Aim: Reproduce the records word for word, beginning at the line that contains "Query: digital camera" and continuing through the last line of the records, with both ends included.
####
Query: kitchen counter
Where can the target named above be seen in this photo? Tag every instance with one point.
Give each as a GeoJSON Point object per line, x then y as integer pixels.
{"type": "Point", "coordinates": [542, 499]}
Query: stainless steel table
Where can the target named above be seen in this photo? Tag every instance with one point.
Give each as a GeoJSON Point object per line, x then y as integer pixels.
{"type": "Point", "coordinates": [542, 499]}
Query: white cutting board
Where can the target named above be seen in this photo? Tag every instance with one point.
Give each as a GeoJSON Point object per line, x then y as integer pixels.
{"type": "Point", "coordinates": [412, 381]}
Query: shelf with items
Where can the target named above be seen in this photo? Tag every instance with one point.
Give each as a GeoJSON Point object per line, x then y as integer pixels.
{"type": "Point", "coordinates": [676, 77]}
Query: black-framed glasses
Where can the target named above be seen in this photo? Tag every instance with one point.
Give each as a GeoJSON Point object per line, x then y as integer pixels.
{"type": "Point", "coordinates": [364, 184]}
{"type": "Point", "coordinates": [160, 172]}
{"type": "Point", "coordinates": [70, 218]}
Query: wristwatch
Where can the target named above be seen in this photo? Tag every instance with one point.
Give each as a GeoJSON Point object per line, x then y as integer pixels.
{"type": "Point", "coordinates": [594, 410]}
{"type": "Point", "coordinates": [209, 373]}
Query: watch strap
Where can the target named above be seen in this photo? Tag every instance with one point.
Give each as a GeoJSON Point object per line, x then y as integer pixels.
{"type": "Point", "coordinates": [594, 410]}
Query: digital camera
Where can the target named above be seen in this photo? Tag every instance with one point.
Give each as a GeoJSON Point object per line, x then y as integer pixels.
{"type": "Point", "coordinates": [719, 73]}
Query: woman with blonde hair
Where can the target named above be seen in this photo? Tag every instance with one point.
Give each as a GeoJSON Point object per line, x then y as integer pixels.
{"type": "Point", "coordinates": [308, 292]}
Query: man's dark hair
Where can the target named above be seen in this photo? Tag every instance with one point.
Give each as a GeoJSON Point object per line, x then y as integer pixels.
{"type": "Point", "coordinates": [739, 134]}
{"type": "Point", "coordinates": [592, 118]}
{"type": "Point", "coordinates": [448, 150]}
####
Solution to this problem:
Query: digital camera
Where can the target named above be seen in this photo? Tag every instance with one point.
Give each as a GeoJSON Point object per line, x then y as integer pixels.
{"type": "Point", "coordinates": [719, 73]}
Query: woman with blonde hair
Where can the target named above be seen in this photo? Tag every instance with one point.
Give each as a GeoJSON Point object per line, x then y as integer pixels.
{"type": "Point", "coordinates": [308, 292]}
Query: man's dark hair
Where can the target named above be seen in this photo? Tag every instance with one point.
Give each as a GeoJSON Point object per line, x then y as integer pixels.
{"type": "Point", "coordinates": [739, 134]}
{"type": "Point", "coordinates": [592, 118]}
{"type": "Point", "coordinates": [448, 150]}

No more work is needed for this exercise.